# Your goal
Collect every line in the records below that contains the word "player", copying each one in full. Case counts.

# Listed entries

☆ ☆ ☆ ☆ ☆ ☆ ☆

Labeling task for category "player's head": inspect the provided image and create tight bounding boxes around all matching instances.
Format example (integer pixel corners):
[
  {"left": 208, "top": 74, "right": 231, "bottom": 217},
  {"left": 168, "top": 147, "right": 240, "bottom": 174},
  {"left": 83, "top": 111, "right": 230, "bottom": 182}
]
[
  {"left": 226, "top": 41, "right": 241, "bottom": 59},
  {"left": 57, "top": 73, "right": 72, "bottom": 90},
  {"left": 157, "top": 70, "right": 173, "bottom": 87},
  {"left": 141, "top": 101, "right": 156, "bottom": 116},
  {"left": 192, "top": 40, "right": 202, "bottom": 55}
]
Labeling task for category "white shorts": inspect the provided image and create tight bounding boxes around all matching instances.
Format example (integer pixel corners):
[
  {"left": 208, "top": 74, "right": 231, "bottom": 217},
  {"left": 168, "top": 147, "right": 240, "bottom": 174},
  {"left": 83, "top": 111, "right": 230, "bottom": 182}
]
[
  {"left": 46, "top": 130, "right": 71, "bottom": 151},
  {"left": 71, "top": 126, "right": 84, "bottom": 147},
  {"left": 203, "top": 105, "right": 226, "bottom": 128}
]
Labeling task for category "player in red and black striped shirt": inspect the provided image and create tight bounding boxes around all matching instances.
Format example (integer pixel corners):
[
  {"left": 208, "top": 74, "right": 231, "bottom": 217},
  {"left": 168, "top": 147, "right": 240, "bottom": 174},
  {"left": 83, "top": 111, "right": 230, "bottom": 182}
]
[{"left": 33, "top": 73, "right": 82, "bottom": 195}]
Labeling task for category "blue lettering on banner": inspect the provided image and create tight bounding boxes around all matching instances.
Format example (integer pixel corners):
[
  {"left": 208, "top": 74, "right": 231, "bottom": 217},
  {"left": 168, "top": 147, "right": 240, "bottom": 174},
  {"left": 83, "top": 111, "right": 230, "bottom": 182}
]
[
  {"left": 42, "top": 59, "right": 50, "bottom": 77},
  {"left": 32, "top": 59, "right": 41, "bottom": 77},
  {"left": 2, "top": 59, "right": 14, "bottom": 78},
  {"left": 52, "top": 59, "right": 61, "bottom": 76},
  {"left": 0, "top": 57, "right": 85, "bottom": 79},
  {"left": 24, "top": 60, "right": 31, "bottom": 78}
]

☆ ☆ ☆ ☆ ☆ ☆ ☆

# The reply
Labeling task for category "player's head": inspect the provided image and create tight bounding boxes around all matching instances.
Labeling task for category "player in red and black striped shirt": inspect the provided image and create tight bounding boxes around all matching instances.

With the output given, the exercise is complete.